→ **WHAT THIS TASK INVOLVES**:
Copy out each line below that contains the string "yellow". Case counts.

→ **PROVIDED ENTRIES**:
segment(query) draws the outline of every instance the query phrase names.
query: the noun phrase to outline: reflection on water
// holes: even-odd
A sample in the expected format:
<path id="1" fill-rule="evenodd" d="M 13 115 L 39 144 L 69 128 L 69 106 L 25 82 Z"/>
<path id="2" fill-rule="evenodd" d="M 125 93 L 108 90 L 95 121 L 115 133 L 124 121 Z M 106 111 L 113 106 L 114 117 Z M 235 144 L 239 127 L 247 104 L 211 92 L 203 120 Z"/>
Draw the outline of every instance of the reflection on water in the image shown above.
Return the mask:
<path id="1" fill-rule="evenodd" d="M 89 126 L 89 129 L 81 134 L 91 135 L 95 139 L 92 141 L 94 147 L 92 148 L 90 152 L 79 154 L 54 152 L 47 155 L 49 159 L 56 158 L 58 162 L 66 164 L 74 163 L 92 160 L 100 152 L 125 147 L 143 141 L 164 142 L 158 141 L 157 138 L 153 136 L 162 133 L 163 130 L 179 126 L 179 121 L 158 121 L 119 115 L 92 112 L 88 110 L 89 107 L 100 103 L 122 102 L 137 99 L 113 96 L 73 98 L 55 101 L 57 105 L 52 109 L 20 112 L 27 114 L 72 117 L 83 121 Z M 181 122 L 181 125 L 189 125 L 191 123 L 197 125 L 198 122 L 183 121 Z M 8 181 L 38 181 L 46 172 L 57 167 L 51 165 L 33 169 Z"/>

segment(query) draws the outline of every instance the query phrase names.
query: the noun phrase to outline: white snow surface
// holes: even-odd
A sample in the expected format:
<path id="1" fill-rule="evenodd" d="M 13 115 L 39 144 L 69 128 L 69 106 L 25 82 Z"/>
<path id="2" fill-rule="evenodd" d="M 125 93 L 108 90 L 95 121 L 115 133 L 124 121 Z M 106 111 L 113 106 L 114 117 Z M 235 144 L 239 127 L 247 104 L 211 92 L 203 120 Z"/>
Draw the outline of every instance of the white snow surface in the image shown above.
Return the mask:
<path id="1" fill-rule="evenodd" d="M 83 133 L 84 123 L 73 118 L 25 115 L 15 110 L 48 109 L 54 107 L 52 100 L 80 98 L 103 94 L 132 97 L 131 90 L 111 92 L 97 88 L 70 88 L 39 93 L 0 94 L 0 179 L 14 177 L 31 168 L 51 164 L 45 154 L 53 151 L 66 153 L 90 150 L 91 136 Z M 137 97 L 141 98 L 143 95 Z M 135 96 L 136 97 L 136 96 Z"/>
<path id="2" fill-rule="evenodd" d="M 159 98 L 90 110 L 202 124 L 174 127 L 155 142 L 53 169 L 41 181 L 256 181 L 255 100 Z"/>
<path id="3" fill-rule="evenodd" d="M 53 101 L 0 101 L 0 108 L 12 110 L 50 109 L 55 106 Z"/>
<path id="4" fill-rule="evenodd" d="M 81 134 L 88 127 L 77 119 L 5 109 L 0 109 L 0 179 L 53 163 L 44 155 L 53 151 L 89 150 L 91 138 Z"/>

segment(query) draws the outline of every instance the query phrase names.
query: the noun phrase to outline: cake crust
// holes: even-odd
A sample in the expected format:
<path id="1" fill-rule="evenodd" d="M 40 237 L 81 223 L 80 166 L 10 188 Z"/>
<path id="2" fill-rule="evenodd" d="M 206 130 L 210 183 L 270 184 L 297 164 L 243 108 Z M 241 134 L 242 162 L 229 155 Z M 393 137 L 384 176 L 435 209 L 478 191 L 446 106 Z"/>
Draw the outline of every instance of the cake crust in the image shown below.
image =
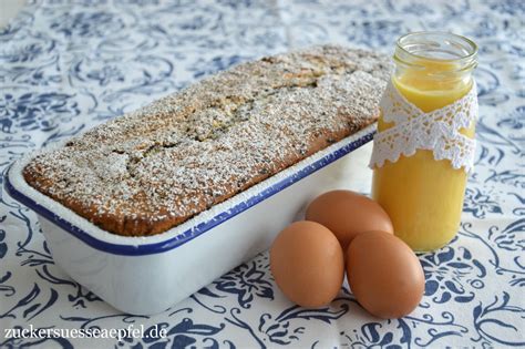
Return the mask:
<path id="1" fill-rule="evenodd" d="M 387 57 L 321 45 L 247 62 L 44 152 L 28 184 L 104 230 L 147 236 L 366 127 Z"/>

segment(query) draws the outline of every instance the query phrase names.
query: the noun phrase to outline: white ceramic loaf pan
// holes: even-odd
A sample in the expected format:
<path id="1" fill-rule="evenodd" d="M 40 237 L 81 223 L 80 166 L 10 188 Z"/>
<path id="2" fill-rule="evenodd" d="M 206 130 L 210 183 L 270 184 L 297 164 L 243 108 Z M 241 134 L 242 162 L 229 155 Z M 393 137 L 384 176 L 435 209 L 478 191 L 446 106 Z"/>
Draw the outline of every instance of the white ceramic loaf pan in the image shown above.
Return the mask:
<path id="1" fill-rule="evenodd" d="M 68 275 L 125 312 L 161 312 L 266 250 L 317 195 L 348 186 L 348 153 L 371 141 L 375 126 L 325 148 L 166 233 L 120 236 L 29 186 L 11 165 L 6 191 L 33 209 L 53 258 Z"/>

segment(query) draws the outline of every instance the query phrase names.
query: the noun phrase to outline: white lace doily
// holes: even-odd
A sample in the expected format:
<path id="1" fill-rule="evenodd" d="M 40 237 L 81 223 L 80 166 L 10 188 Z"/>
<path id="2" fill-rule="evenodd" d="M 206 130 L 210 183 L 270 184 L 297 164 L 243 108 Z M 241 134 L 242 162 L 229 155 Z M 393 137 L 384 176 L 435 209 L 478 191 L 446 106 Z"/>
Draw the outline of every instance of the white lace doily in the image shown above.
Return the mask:
<path id="1" fill-rule="evenodd" d="M 390 81 L 381 100 L 384 122 L 391 129 L 373 137 L 370 167 L 382 167 L 384 161 L 395 163 L 400 155 L 411 156 L 416 150 L 430 150 L 435 160 L 449 160 L 453 168 L 470 172 L 474 166 L 475 140 L 460 133 L 477 119 L 477 92 L 474 83 L 462 99 L 425 113 L 410 103 Z"/>

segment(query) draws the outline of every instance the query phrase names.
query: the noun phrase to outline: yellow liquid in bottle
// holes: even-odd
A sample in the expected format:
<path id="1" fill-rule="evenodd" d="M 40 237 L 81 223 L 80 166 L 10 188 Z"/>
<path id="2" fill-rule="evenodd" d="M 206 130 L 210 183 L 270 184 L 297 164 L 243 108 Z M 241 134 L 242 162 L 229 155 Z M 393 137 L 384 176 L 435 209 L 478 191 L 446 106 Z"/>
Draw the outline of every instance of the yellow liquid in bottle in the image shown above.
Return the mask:
<path id="1" fill-rule="evenodd" d="M 425 66 L 425 74 L 454 69 L 447 62 L 421 60 L 420 64 Z M 453 103 L 472 88 L 470 80 L 429 79 L 425 74 L 406 70 L 392 78 L 398 91 L 425 113 Z M 379 132 L 391 126 L 380 117 Z M 473 123 L 461 133 L 472 138 L 474 127 Z M 432 250 L 457 233 L 466 176 L 463 168 L 452 168 L 450 161 L 435 161 L 432 151 L 420 150 L 375 168 L 372 196 L 390 215 L 397 236 L 414 250 Z"/>

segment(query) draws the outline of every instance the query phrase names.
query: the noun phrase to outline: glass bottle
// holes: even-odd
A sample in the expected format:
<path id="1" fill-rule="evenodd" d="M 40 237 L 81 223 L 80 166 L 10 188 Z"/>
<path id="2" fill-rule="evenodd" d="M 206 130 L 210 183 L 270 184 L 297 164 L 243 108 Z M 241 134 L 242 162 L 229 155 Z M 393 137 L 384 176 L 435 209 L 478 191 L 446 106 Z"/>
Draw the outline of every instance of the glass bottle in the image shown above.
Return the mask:
<path id="1" fill-rule="evenodd" d="M 444 32 L 415 32 L 400 38 L 392 84 L 424 113 L 462 99 L 474 85 L 476 44 Z M 393 124 L 381 115 L 378 132 Z M 460 130 L 474 137 L 475 122 Z M 390 215 L 394 234 L 412 249 L 432 250 L 447 244 L 461 222 L 467 173 L 449 160 L 434 160 L 432 150 L 416 150 L 397 162 L 375 167 L 372 196 Z"/>

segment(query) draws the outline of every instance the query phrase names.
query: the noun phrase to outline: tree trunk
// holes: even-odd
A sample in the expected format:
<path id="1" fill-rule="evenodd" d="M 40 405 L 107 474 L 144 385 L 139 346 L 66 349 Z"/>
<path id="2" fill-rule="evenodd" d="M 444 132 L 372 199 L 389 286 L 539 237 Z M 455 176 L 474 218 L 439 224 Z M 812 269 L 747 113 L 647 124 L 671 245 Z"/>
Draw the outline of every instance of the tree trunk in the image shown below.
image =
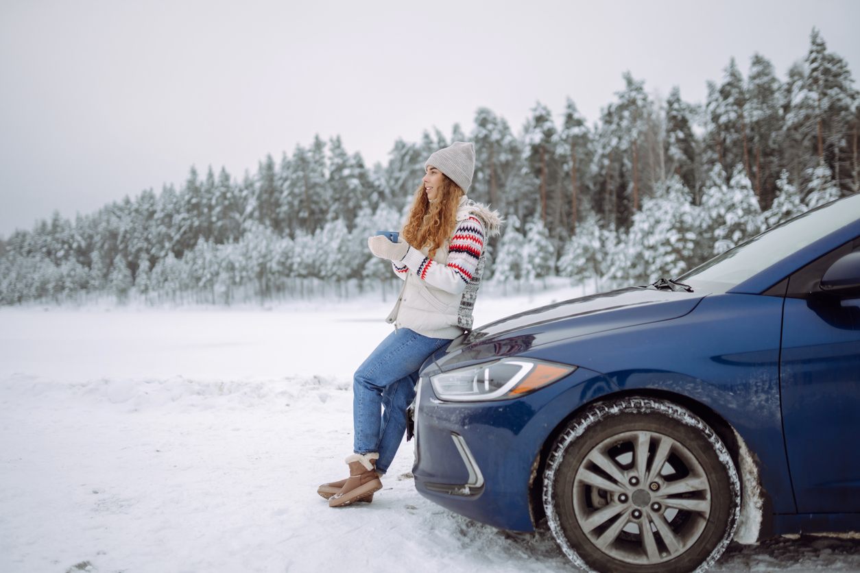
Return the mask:
<path id="1" fill-rule="evenodd" d="M 860 170 L 857 169 L 857 123 L 854 122 L 854 192 L 860 192 Z"/>
<path id="2" fill-rule="evenodd" d="M 836 147 L 836 167 L 833 169 L 834 171 L 833 174 L 836 175 L 836 188 L 839 189 L 839 191 L 841 192 L 842 190 L 839 188 L 839 143 L 837 143 L 835 147 Z"/>
<path id="3" fill-rule="evenodd" d="M 540 147 L 540 215 L 546 227 L 546 150 Z"/>
<path id="4" fill-rule="evenodd" d="M 604 205 L 604 216 L 606 217 L 606 224 L 609 224 L 609 187 L 612 180 L 612 150 L 609 150 L 609 162 L 606 164 L 606 204 Z"/>
<path id="5" fill-rule="evenodd" d="M 726 173 L 726 164 L 722 161 L 722 133 L 720 131 L 719 125 L 716 127 L 715 140 L 716 142 L 716 158 L 720 162 L 720 167 L 722 168 L 723 173 Z"/>
<path id="6" fill-rule="evenodd" d="M 493 204 L 498 207 L 499 201 L 495 197 L 495 160 L 493 157 L 493 142 L 489 143 L 489 196 Z"/>
<path id="7" fill-rule="evenodd" d="M 639 143 L 633 140 L 633 212 L 639 210 Z"/>
<path id="8" fill-rule="evenodd" d="M 856 138 L 855 138 L 856 139 Z M 576 143 L 574 139 L 570 139 L 570 161 L 571 161 L 571 169 L 570 169 L 570 188 L 572 190 L 571 203 L 570 203 L 570 235 L 576 236 Z M 855 141 L 854 145 L 854 156 L 857 162 L 857 142 Z"/>
<path id="9" fill-rule="evenodd" d="M 306 173 L 304 174 L 303 179 L 304 180 L 304 208 L 308 210 L 308 220 L 306 223 L 308 233 L 310 233 L 313 231 L 313 229 L 310 227 L 310 194 L 308 192 L 308 174 Z"/>
<path id="10" fill-rule="evenodd" d="M 755 196 L 759 198 L 759 204 L 761 204 L 761 148 L 755 146 Z"/>
<path id="11" fill-rule="evenodd" d="M 738 106 L 738 109 L 740 112 L 740 131 L 744 134 L 744 168 L 746 169 L 746 179 L 752 180 L 752 174 L 750 173 L 750 152 L 749 146 L 746 144 L 746 122 L 744 120 L 744 108 L 742 106 Z"/>
<path id="12" fill-rule="evenodd" d="M 818 119 L 818 165 L 824 165 L 824 125 L 821 118 Z"/>

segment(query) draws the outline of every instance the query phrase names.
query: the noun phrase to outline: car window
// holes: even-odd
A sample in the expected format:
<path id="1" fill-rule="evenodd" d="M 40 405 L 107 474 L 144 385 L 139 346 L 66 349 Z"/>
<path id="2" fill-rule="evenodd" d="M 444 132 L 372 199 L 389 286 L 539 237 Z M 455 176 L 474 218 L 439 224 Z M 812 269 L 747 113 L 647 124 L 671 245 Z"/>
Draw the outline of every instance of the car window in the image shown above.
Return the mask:
<path id="1" fill-rule="evenodd" d="M 728 290 L 858 217 L 860 194 L 828 203 L 714 257 L 676 281 L 694 290 Z"/>

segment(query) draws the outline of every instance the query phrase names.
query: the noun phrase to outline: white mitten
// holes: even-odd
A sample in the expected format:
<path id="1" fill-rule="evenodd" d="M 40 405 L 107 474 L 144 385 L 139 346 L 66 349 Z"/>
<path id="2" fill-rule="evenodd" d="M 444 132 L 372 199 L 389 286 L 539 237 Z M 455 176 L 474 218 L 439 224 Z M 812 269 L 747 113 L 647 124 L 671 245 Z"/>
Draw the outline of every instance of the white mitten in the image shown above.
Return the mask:
<path id="1" fill-rule="evenodd" d="M 409 250 L 408 243 L 392 243 L 388 237 L 381 235 L 367 239 L 367 246 L 376 256 L 390 260 L 402 260 Z"/>

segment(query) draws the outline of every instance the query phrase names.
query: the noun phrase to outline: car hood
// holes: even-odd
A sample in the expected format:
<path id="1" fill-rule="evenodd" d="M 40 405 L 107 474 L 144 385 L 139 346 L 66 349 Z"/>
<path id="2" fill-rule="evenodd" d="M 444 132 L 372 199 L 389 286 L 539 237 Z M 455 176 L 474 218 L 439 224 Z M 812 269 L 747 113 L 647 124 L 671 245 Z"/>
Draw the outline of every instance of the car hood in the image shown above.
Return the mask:
<path id="1" fill-rule="evenodd" d="M 624 326 L 668 320 L 690 313 L 705 296 L 630 287 L 513 314 L 456 338 L 426 374 L 524 352 L 541 344 Z"/>

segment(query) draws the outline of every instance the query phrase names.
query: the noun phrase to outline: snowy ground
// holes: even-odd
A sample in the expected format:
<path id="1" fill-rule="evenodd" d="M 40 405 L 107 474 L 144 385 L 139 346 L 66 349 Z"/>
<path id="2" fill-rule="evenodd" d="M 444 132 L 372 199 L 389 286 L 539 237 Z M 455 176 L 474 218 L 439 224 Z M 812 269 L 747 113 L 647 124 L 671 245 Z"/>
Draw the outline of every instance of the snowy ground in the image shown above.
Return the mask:
<path id="1" fill-rule="evenodd" d="M 485 296 L 477 323 L 580 294 Z M 576 570 L 419 496 L 411 444 L 372 503 L 316 495 L 389 307 L 0 309 L 0 571 Z M 733 546 L 713 570 L 820 570 L 860 572 L 860 539 Z"/>

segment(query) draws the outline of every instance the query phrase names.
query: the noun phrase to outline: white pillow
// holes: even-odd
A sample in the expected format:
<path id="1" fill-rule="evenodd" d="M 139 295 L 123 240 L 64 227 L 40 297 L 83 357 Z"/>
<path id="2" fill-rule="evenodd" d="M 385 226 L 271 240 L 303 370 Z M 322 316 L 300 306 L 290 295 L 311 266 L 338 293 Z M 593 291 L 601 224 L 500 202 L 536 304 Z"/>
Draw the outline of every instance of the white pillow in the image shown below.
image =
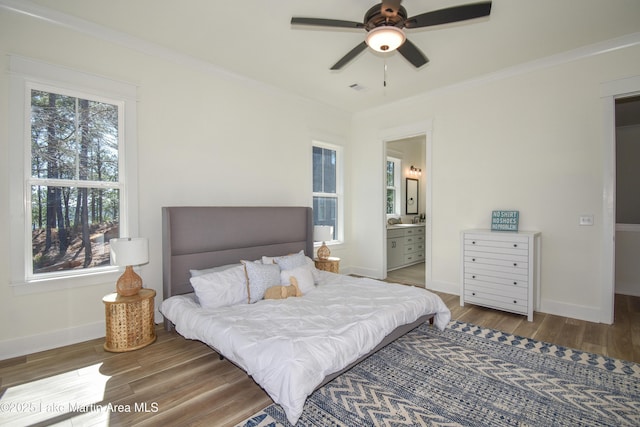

→ **IN RESPONSE**:
query: the noun phrase to outline: yellow liquid in bottle
Draw the outline of every instance of the yellow liquid in bottle in the image shown above.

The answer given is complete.